_Document text_
===============
Yesterday I ran one of the few certified 5K’s I have raced. It is the Brunswick “Hot Pursuit 5K.” I did it last year for the first time, and finished in 2008 in 20:51. I was hoping to be much faster this year, hopefully by a full minute, breaking the 20-minute mark.
It is advertised as “fast,” and I agree. Here is the elevation graph:
To be different, I set my Garmin GPS watch to lap every kilometer. In past races I used miles. I think I may do that again in upcoming 5K’s. The course and Garmin were spot-on, as the race ended at the same time the Garmin said I had run five kilometers.
There were a lot of runners in the race. A little over 300 was the number the race official gave at the pre-start speech, but the results show 242. Still quite a lot for me. I got in the third or fourth row at the start, and had no problems getting off fast. Someone hit the back of my shoe (or I hit the front of some one else’s foot) in the first kilometer, but that was it.
The first K went by in 3:52. That was a mistake. If I ran every kilometer that fast, I would finish in 19:20, a lot faster than my goal. However, during the race I thought the time wasn’t bad. It is going to take getting use to the kilometer lap setting, but I think it is worth it. I have been running one-kilometer intervals between 4:05 and 4:10 (with 90-second jogging recoveries), so I am getting use to the metric system.
===============
_Supplied material_
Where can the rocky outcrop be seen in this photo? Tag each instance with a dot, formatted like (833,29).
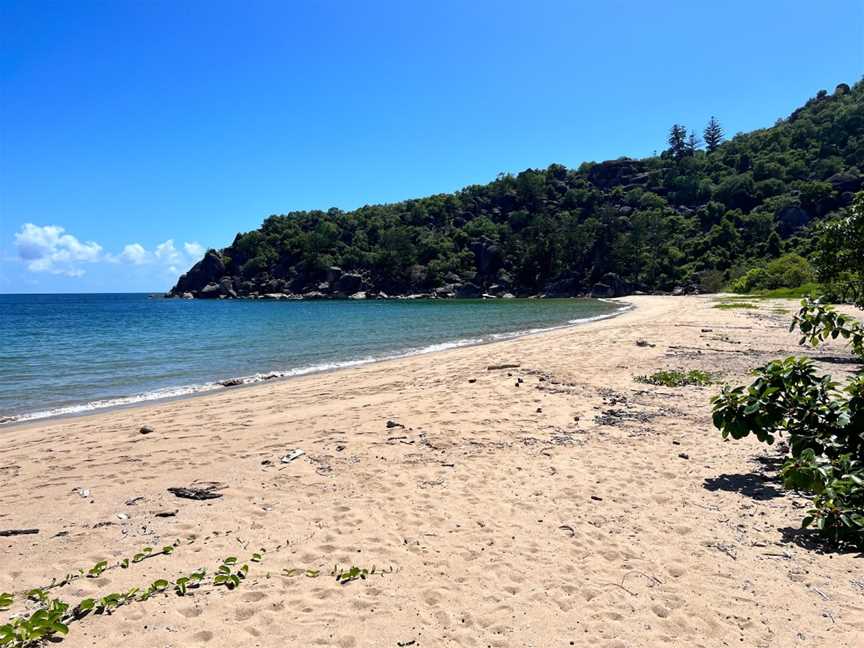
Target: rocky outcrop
===============
_Requirement_
Continue the 5K race report above, starting after its final sentence.

_Expected output_
One kilometer is 0.62137 miles (according to a Google search.) Looking at the elevation map above shows the first .62137 miles of the race is mostly uphill. That makes the first kilometer time go from “a mistake” to “that was stupid!”
The second kilometer was mostly down hill, and went by in 3:53. Again, during the race I felt good about that time. However, looking at the numbers – the first 2K went by in 7:45. That is a 6:14 mile pace. I believe I am in shape to run a 19:50 to 19:59 5K. However, only if I run each mile between 6:20 and 6:25. Those 5 to 10 seconds, especially in the beginning will cost 20 to 30 seconds at the end of the race. Today proves it. Crap.
You probably know where this is going. The third kilometer (1.24 to 1.86 miles) was quite rolling. Man, I love those graphs and my Garmin! I slowed. It took me 4:09. The 3:52 and 3:53 previous kilometers put 15 seconds “in the bank” (as they say), but I withdrew nine seconds in the third kilometer. Just like the economy, I am starting to crash!
And I was not bailed out. Actually I sort of bailed. Take a look at this graph.
The fourth kilometer, mile 1.86 to 2.49, shows a heart rate dip after the two-mile mark. I remember that moment. It coincides with a hill; notice the elevation line directly below the heart rate dip. My pace was slowing. I was feeling I could not hold pace for the next 2K, and a miserable hill appears. The fourth kilometer was the slowest, 4:19.
I feel good that I regrouped and ran a faster last kilometer: 4:04. The total time was 20:21. I get a kick out of the fact it is the exact same time as the Unity 5K I did in April.
Here are the results.
My plan over the summer is to run a bunch of 1K’s in 3:55 to 3:59, trying to get that pace nailed down.
Next race is a five miler in June.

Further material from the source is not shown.